▶ **COMPLETE THE FOLLOWING**
**a)** Answer these questions about the Bible Review interview:
(i) Which issue and date of Bible Review is given at the top?
(ii) What reply does McCarter give when Shanks asks for his position?
(iii) According to Nelson, how good is the case Friedman makes?
**b)** Continue the interview about Richard Friedman's claim from the point where it stops.

▶ **EXCERPT**
──────
Bible Review 15:2, April 1999
Has Richard Friedman Really Discovered a Long-Hidden Book in the Bible?

Bible Critics Respond: An Interview

Hershel Shanks: Do you agree or disagree, or don’t you know whether you agree, with Dick Friedman’s contention that J, as we have it in the Tetrateuch, is also the author of the passages he identifies in Deuteronomy and the rest of the Deuteronomistic History through Kings?

P. Kyle McCarter: In one word?

Ronald S. Hendel: Scholars can’t use just one word.

Shanks: You’ll have plenty of chance to explain. I want to get your positions on the table.

McCarter: I disagree.

Richard D. Nelson: I think he makes the best possible case that could be made, but I don’t think he makes the case well enough. So I disagree.

Hendel: I agree, disagree and don’t know. (laughter)
──────
[Stored data entries]
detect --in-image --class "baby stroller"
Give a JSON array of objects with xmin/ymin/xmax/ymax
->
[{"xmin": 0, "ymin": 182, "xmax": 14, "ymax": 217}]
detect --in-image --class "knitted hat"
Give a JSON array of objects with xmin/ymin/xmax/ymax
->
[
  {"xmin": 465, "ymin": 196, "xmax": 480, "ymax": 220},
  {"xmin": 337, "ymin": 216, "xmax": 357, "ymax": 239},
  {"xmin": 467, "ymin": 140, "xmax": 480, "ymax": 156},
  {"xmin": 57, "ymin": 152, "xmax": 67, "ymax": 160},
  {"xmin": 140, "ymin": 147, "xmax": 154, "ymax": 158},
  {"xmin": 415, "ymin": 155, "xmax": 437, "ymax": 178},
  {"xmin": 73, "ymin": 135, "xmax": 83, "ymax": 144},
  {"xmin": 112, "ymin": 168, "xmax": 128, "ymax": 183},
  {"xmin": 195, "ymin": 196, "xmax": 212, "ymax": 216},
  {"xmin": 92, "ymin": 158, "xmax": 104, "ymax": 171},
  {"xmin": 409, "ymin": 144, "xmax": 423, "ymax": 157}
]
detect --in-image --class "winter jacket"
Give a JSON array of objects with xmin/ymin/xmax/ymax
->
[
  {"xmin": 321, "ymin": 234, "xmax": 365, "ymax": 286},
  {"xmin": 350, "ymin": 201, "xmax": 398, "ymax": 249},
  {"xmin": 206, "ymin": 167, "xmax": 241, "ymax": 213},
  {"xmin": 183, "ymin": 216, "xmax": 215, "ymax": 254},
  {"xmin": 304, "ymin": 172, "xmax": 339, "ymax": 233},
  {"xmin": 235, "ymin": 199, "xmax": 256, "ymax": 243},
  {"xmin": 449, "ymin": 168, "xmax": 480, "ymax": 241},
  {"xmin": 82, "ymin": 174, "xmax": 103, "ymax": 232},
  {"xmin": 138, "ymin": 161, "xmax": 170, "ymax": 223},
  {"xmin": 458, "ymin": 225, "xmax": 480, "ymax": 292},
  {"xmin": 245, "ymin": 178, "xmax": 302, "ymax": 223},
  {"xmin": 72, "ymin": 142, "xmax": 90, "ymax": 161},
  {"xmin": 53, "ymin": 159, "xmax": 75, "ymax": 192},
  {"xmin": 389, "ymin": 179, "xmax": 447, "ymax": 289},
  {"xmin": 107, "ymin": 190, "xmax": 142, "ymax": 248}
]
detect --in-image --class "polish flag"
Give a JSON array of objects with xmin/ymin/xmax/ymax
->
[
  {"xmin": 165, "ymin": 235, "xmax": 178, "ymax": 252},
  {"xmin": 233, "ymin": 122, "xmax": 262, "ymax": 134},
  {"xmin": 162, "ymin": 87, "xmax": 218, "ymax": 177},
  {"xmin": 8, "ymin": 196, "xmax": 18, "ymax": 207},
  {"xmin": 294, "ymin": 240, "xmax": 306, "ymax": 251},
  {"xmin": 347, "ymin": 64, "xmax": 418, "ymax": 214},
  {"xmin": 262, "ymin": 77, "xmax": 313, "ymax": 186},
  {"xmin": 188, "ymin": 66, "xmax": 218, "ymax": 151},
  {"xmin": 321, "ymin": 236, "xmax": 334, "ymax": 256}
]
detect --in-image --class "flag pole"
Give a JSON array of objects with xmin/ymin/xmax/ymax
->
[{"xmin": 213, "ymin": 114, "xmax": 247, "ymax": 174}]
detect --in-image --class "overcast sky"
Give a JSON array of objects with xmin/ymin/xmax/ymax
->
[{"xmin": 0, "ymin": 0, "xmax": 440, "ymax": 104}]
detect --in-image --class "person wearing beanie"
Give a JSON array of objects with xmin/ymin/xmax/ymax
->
──────
▶ **ANSWERS FOR THE EXERCISE**
**a)**
(i) Bible Review 15:2, April 1999.
(ii) "I disagree."
(iii) He says Friedman makes the best possible case that could be made, but not well enough.

**b)**
McCarter: Where J ends has always been a problem. Most emphatically, however, it does not include the so-called Court History of David (2 Samuel 9 to 1 Kings 2). It’s very unlikely J goes beyond parts of the Book of Joshua. I’m inclined to end J with the Tetrateuch, as the majority of scholars do. The theme of J reaches its natural culmination in the conquest of the Promised Land, so I wouldn’t be surprised if the end of J is somehow embedded in the Book of Joshua or if J at one time included an account of the conquest of the land and that material has now been lost. But I don’t see any reason to connect the materials in Samuel and Kings with J.

Nelson: Certainly a lot of the themes of J are also in Joshua, Judges and Samuel. What I am unable to find is a plot connection. It is not at all clear to me that the Court History of David makes a good conclusion for the narrative problems that are raised in J in Genesis.